### [Short task]
Write out each line of the listing below as a string in a JSON list, one string per line, leaving out any blank lines.

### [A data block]
╭──

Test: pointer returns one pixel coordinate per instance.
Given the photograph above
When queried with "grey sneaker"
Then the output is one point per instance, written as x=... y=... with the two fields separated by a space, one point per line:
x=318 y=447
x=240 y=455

╰──

### [Answer to the task]
[
  "Test: pointer returns one pixel coordinate per instance.",
  "Given the photograph above",
  "When queried with \"grey sneaker\"",
  "Then the output is one point per instance, written as x=... y=... with the two fields separated by a space, one point per line:",
  "x=318 y=447",
  "x=240 y=455"
]